-------- Document passage

And why restrict this only to copyrights? Being an artist is a job like any other. Everyone should be doing their jobs for free and relying on the praise and social value they get from a job well done.

We don't need to resort to hypotheticals here. There are numerous examples of companies making mad money in the face (Often because of) their creation being copied frequently.

Also, nobody said anything about "free". Copyright prevents people from copying things. It doesn't facilitate the ability to charge money for software.

Plus, even if it did ensure more money for artists (which it doesn't) and even if it wasn't something that destroyed artists's ability to innovate (which it is), then is still would not be justified. Just because you want artists to be richer doesn't mean it's okay to extract that money from peaceful people at the gun-point of the court system.

RicoADF:
Copyright and IP/trademarks are 2 different things. Copyright as its supose to be used is a good thing. its ment to ensure the creator gets paid for their work. US corporate system screws that over though.

Not to nitpick, but copyrights and trademarks are both subsets of 'intellectual property', or IP.

How does the US corporate system screw over the intentions of copyright? Are you referring to how they're extending the term of the copyrights nigh indefinitely?

shadow skill:
1. Jobs of any kind are not actually connected to survival. That we humans have a fetish for this kind of thing, is our own problem a purely mental one at that.

2. The artist is in possession of a skill, the skill is valuable because not everyone has it. The productions requiring said skill were never the thing of value as far as the artist was concerned, his or her skill was.
An artist who thinks that his or her productions are the thing to monetize is simply doing it wrong. It is not the job of consumers of his or her productions (Commodities that are subject to mass production.) to shield him or her from this by kneecapping themselves.

1. Here's one episode in a short web series explaining why jobs aid in prosperity: http://www.youtube.com/watch?v=7yOHjRThM_o The same principles show how humans are able to survive in such great numbers thanks to jobs, or more accurately, the specialized division of labor.

2. Definitely. If you're talented at making games, and you want to make a living with it, then you should be coming up with a strategy that doesn't involve victimizing peaceful people whose 'crime' was making copies of things.

----------------
-------- Stored data

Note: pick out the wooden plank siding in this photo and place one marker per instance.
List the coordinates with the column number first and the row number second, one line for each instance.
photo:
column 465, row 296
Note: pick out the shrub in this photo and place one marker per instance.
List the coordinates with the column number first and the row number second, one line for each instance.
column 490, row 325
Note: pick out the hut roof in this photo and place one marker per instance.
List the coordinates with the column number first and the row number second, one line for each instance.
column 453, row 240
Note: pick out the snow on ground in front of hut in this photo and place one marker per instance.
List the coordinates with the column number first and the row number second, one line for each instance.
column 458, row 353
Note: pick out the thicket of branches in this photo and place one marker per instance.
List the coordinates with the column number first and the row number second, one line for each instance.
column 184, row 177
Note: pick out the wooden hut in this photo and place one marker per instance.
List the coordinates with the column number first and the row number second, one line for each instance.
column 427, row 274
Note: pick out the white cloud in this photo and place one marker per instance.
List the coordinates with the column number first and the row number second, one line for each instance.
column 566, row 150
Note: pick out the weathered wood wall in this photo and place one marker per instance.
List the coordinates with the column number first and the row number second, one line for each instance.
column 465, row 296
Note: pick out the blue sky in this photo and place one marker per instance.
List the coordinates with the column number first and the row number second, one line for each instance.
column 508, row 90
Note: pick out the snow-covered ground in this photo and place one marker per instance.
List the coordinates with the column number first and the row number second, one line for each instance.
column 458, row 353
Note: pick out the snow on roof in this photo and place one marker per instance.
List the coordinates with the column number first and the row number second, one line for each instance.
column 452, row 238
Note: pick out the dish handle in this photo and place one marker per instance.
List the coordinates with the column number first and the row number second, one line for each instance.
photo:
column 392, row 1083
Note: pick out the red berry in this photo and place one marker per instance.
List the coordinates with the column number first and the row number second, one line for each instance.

----------------

§ **Problem to solve**
Condense the paragraph in the copyright discussion that begins "Plus, even if it did ensure" into two short sentences that keep its main points.

§ **Solution to this problem**
Even if copyright earned artists more money and didn't hurt their ability to innovate, neither of which the writer accepts, it would still be unjustified. Wanting artists to be richer doesn't make it acceptable to take money from peaceful people under threat from the court system.